* EXERCISE *
Format every line of the listing below as a JSON array of strings, one string per line, omitting blank lines.

[RECORDS FOR THE EXERCISE start]

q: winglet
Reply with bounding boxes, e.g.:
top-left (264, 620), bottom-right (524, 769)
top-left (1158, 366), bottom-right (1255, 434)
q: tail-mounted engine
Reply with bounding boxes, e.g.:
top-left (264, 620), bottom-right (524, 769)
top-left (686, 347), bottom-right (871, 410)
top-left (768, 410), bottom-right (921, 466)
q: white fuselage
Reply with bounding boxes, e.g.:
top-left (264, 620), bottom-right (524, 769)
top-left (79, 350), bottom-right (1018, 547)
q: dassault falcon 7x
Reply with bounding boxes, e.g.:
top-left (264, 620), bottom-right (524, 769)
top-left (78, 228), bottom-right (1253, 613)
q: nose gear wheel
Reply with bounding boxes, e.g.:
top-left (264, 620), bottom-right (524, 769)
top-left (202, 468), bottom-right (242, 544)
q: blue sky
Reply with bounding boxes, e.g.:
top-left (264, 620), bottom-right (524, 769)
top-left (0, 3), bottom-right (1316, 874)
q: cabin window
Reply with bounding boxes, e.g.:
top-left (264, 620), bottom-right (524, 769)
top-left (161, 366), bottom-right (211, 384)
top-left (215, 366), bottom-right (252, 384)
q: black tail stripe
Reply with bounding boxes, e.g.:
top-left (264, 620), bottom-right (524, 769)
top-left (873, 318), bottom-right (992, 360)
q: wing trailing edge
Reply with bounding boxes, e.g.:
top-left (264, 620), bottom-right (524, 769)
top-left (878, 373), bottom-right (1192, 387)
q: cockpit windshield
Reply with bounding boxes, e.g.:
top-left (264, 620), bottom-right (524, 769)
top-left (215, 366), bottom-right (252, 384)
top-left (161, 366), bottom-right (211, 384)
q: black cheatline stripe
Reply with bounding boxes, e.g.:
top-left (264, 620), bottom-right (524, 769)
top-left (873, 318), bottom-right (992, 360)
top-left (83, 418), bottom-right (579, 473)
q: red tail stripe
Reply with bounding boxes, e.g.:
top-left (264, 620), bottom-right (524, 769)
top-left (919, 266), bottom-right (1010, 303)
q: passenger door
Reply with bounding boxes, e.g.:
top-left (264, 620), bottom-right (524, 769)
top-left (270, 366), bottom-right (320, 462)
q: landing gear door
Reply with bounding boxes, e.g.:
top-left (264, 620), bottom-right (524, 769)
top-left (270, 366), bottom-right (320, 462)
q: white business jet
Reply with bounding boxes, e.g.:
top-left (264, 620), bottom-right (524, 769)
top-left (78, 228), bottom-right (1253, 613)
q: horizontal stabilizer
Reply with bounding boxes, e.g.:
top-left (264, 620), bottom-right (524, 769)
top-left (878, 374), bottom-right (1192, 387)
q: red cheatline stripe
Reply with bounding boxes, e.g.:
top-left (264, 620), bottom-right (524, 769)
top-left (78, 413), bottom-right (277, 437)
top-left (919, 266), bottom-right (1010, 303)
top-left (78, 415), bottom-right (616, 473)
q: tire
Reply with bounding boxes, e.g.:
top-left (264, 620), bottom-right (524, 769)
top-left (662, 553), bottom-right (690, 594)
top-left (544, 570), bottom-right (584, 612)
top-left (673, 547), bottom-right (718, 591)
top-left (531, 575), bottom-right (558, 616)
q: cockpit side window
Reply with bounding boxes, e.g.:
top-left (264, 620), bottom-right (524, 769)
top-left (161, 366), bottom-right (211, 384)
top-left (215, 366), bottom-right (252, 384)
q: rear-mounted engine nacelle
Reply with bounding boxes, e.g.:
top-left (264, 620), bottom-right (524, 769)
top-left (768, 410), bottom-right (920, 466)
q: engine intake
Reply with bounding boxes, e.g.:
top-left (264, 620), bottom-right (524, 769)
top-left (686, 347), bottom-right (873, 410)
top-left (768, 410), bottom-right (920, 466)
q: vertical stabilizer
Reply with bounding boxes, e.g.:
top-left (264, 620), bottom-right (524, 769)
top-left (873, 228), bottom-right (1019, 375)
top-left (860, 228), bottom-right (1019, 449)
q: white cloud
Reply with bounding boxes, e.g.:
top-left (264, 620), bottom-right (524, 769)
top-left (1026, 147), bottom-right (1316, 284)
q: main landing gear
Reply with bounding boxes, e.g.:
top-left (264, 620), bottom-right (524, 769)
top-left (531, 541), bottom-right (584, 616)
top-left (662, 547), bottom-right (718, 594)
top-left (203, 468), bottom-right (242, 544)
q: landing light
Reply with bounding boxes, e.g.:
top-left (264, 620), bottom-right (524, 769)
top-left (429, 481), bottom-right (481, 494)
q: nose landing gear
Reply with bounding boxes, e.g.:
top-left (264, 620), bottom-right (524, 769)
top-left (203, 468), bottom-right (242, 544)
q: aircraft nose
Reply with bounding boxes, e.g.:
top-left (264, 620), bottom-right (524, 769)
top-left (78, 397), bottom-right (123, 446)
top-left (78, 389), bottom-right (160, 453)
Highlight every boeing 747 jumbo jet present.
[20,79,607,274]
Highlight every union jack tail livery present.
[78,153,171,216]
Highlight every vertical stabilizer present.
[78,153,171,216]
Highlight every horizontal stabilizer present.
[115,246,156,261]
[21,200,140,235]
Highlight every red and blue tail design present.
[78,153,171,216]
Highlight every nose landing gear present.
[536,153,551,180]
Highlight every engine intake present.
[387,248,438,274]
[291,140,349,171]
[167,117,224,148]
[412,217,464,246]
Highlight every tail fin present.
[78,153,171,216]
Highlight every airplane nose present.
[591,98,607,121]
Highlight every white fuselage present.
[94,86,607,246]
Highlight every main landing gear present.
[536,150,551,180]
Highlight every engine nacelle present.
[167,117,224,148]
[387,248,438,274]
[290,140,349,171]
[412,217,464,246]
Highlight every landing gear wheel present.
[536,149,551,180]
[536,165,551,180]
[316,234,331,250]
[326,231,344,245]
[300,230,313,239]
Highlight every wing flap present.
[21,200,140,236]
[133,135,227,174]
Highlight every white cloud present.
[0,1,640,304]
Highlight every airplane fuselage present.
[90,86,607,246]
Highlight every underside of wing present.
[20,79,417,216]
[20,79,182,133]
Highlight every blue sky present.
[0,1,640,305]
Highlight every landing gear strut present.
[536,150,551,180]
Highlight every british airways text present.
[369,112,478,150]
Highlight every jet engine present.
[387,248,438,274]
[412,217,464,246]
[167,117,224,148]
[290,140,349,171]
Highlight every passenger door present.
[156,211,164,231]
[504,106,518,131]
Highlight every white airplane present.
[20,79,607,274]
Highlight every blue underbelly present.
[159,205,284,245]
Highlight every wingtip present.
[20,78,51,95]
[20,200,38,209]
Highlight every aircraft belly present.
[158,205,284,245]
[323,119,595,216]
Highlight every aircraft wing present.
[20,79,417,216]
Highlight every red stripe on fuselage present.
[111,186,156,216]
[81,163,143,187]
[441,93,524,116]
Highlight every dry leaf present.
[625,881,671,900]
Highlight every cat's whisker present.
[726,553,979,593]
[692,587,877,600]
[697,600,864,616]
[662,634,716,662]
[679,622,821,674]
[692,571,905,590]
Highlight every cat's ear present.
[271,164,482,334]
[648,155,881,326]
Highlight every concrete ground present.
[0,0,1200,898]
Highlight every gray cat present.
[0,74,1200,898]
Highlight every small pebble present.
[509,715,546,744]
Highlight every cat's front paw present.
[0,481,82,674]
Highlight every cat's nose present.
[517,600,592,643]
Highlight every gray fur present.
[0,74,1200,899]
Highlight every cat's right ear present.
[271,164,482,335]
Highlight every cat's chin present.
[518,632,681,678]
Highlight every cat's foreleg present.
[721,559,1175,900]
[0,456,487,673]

[RECORDS FOR THE EXERCISE end]

* RESULT OF THE EXERCISE *
[
  "q: winglet",
  "Reply with bounding boxes, e.g.:",
  "top-left (264, 620), bottom-right (524, 769)",
  "top-left (1158, 366), bottom-right (1255, 434)",
  "q: tail-mounted engine",
  "Reply with bounding boxes, e.g.:",
  "top-left (264, 620), bottom-right (524, 769)",
  "top-left (686, 347), bottom-right (871, 410)",
  "top-left (768, 410), bottom-right (921, 466)",
  "q: white fuselage",
  "Reply with bounding boxes, e.g.:",
  "top-left (264, 620), bottom-right (524, 769)",
  "top-left (79, 350), bottom-right (1018, 547)",
  "q: dassault falcon 7x",
  "Reply with bounding boxes, e.g.:",
  "top-left (264, 620), bottom-right (524, 769)",
  "top-left (78, 228), bottom-right (1253, 613)",
  "q: nose gear wheel",
  "Reply with bounding boxes, e.g.:",
  "top-left (264, 620), bottom-right (524, 769)",
  "top-left (202, 468), bottom-right (242, 544)",
  "q: blue sky",
  "Reply with bounding boxes, e.g.:",
  "top-left (264, 620), bottom-right (524, 769)",
  "top-left (0, 3), bottom-right (1316, 874)",
  "q: cabin window",
  "Reply with bounding boxes, e.g.:",
  "top-left (264, 620), bottom-right (524, 769)",
  "top-left (161, 366), bottom-right (211, 384)",
  "top-left (215, 366), bottom-right (252, 384)",
  "q: black tail stripe",
  "Reply with bounding boxes, e.g.:",
  "top-left (264, 620), bottom-right (524, 769)",
  "top-left (873, 318), bottom-right (992, 360)",
  "q: wing trailing edge",
  "Reply with bounding boxes, e.g.:",
  "top-left (264, 620), bottom-right (524, 769)",
  "top-left (878, 373), bottom-right (1192, 387)",
  "q: cockpit windshield",
  "Reply with bounding boxes, e.g.:",
  "top-left (264, 620), bottom-right (524, 769)",
  "top-left (215, 366), bottom-right (252, 384)",
  "top-left (161, 366), bottom-right (211, 384)",
  "q: black cheatline stripe",
  "Reply with bounding boxes, e.g.:",
  "top-left (264, 620), bottom-right (524, 769)",
  "top-left (873, 318), bottom-right (992, 360)",
  "top-left (83, 418), bottom-right (579, 473)",
  "q: red tail stripe",
  "Reply with bounding boxes, e.g.:",
  "top-left (264, 620), bottom-right (524, 769)",
  "top-left (919, 266), bottom-right (1010, 303)",
  "q: passenger door",
  "Reply with bounding boxes, e.g.:",
  "top-left (264, 620), bottom-right (524, 769)",
  "top-left (270, 366), bottom-right (320, 462)",
  "q: landing gear door",
  "Reply with bounding boxes, e.g.:",
  "top-left (264, 620), bottom-right (524, 769)",
  "top-left (270, 366), bottom-right (320, 462)",
  "q: white business jet",
  "Reply with bounding boxes, e.g.:",
  "top-left (264, 620), bottom-right (524, 769)",
  "top-left (78, 228), bottom-right (1253, 613)",
  "q: horizontal stabilizer",
  "Reply with bounding boxes, e.g.:",
  "top-left (264, 620), bottom-right (524, 769)",
  "top-left (878, 374), bottom-right (1192, 387)",
  "q: red cheatline stripe",
  "Reply with bounding boxes, e.g.:",
  "top-left (264, 620), bottom-right (524, 769)",
  "top-left (78, 413), bottom-right (277, 437)",
  "top-left (919, 266), bottom-right (1010, 303)",
  "top-left (78, 415), bottom-right (616, 473)",
  "q: tire",
  "Reply with bounding boxes, e.g.:",
  "top-left (264, 620), bottom-right (524, 769)",
  "top-left (662, 553), bottom-right (690, 594)",
  "top-left (544, 570), bottom-right (584, 612)",
  "top-left (673, 547), bottom-right (718, 591)",
  "top-left (531, 575), bottom-right (558, 616)",
  "q: cockpit side window",
  "Reply with bounding boxes, e.g.:",
  "top-left (264, 620), bottom-right (524, 769)",
  "top-left (161, 366), bottom-right (211, 384)",
  "top-left (215, 366), bottom-right (252, 384)",
  "q: rear-mounted engine nacelle",
  "Reply with bounding boxes, e.g.:",
  "top-left (264, 620), bottom-right (524, 769)",
  "top-left (768, 410), bottom-right (920, 466)",
  "q: engine intake",
  "Reply with bounding boxes, e.g.:",
  "top-left (264, 620), bottom-right (524, 769)",
  "top-left (686, 347), bottom-right (873, 410)",
  "top-left (768, 410), bottom-right (920, 466)",
  "q: vertical stabilizer",
  "Reply with bounding boxes, e.g.:",
  "top-left (264, 620), bottom-right (524, 769)",
  "top-left (873, 228), bottom-right (1019, 375)",
  "top-left (860, 228), bottom-right (1019, 449)",
  "q: white cloud",
  "Reply with bounding boxes, e.g.:",
  "top-left (264, 620), bottom-right (524, 769)",
  "top-left (1026, 147), bottom-right (1316, 284)",
  "q: main landing gear",
  "Reply with bounding boxes, e.g.:",
  "top-left (264, 620), bottom-right (524, 769)",
  "top-left (531, 541), bottom-right (584, 616)",
  "top-left (662, 547), bottom-right (718, 594)",
  "top-left (203, 468), bottom-right (242, 544)",
  "q: landing light",
  "Reply with bounding boxes, e.g.:",
  "top-left (264, 620), bottom-right (524, 769)",
  "top-left (429, 481), bottom-right (481, 494)",
  "q: nose landing gear",
  "Reply with bounding boxes, e.g.:",
  "top-left (264, 620), bottom-right (524, 769)",
  "top-left (203, 468), bottom-right (242, 544)",
  "q: aircraft nose",
  "Reply with bounding boxes, e.g.:",
  "top-left (264, 620), bottom-right (524, 769)",
  "top-left (78, 397), bottom-right (123, 446)",
  "top-left (78, 389), bottom-right (160, 453)",
  "Highlight every boeing 747 jumbo jet present.",
  "[20,79,607,274]",
  "Highlight every union jack tail livery present.",
  "[78,153,171,216]",
  "Highlight every vertical stabilizer present.",
  "[78,153,171,216]",
  "Highlight every horizontal stabilizer present.",
  "[115,246,156,261]",
  "[21,200,140,235]",
  "Highlight every red and blue tail design present.",
  "[78,153,171,216]",
  "Highlight every nose landing gear present.",
  "[536,153,551,180]",
  "Highlight every engine intake present.",
  "[387,248,438,274]",
  "[291,140,349,171]",
  "[167,117,224,148]",
  "[412,217,464,246]",
  "Highlight every tail fin present.",
  "[78,153,171,216]",
  "Highlight every airplane nose present.",
  "[591,98,607,121]",
  "Highlight every white fuselage present.",
  "[94,86,607,246]",
  "Highlight every main landing gear present.",
  "[536,150,551,180]",
  "Highlight every engine nacelle present.",
  "[167,117,224,148]",
  "[387,248,438,274]",
  "[290,140,349,171]",
  "[412,217,464,246]",
  "Highlight every landing gear wheel present.",
  "[536,149,551,180]",
  "[536,165,551,180]",
  "[316,234,331,250]",
  "[326,231,344,245]",
  "[300,230,313,239]",
  "Highlight every wing flap present.",
  "[21,200,140,236]",
  "[133,135,227,174]",
  "Highlight every white cloud present.",
  "[0,1,640,304]",
  "Highlight every airplane fuselage present.",
  "[90,86,607,246]",
  "Highlight every underside of wing present.",
  "[20,79,417,216]",
  "[20,79,182,133]",
  "Highlight every blue sky present.",
  "[0,1,640,305]",
  "Highlight every landing gear strut present.",
  "[536,150,551,180]",
  "Highlight every british airways text present.",
  "[369,112,478,150]",
  "Highlight every jet engine present.",
  "[387,248,438,274]",
  "[412,217,464,246]",
  "[167,117,224,148]",
  "[290,140,349,171]",
  "Highlight every passenger door present.",
  "[156,211,164,231]",
  "[504,106,518,131]",
  "Highlight every white airplane present.",
  "[20,79,607,274]",
  "Highlight every blue underbelly present.",
  "[159,205,284,245]",
  "Highlight every wingtip present.",
  "[20,78,51,95]",
  "[20,200,38,209]",
  "Highlight every aircraft belly present.",
  "[158,205,284,245]",
  "[323,119,595,216]",
  "Highlight every aircraft wing present.",
  "[20,79,417,216]",
  "Highlight every red stripe on fuselage present.",
  "[111,186,156,216]",
  "[81,163,143,187]",
  "[441,93,524,116]",
  "Highlight every dry leaf present.",
  "[625,881,671,900]",
  "Highlight every cat's whisker present.",
  "[726,553,979,593]",
  "[692,587,877,600]",
  "[697,600,864,616]",
  "[662,634,716,662]",
  "[679,622,821,674]",
  "[692,571,905,590]",
  "Highlight every cat's ear present.",
  "[271,164,482,334]",
  "[648,155,881,326]",
  "Highlight every concrete ground present.",
  "[0,0,1200,898]",
  "Highlight every gray cat present.",
  "[0,74,1200,898]",
  "Highlight every small pebble present.",
  "[509,715,546,744]",
  "Highlight every cat's front paw present.",
  "[0,481,82,674]",
  "Highlight every cat's nose present.",
  "[517,600,592,643]",
  "Highlight every gray fur present.",
  "[0,74,1200,899]",
  "Highlight every cat's right ear present.",
  "[271,164,482,335]",
  "Highlight every cat's chin present.",
  "[518,632,681,678]",
  "Highlight every cat's foreleg present.",
  "[721,559,1175,900]",
  "[0,456,487,673]"
]